** Records to process **
____________

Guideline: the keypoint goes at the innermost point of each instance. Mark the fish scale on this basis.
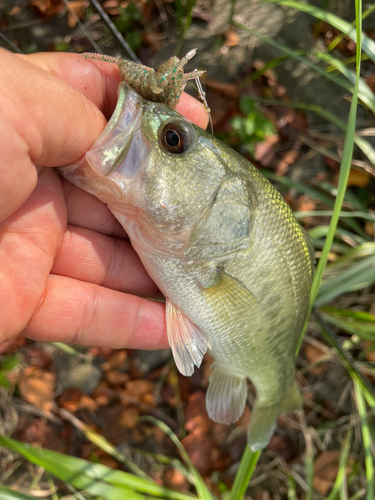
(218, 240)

____________

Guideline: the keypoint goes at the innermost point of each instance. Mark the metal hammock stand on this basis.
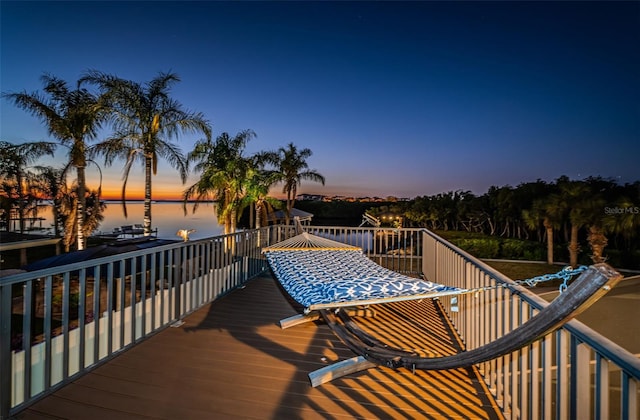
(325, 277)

____________

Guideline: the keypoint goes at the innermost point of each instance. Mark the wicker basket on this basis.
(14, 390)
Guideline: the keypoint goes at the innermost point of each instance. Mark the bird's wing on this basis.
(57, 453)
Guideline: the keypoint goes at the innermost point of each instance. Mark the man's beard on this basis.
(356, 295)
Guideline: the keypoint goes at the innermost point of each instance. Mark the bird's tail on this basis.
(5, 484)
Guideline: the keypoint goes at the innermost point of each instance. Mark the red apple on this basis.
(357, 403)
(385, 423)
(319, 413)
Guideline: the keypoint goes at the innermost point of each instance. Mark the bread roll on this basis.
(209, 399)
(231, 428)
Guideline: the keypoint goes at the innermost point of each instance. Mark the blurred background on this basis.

____________

State how many lines in the records above contain the string "bird", treating uppercase and lowercase as different. Reply with the number alone.

2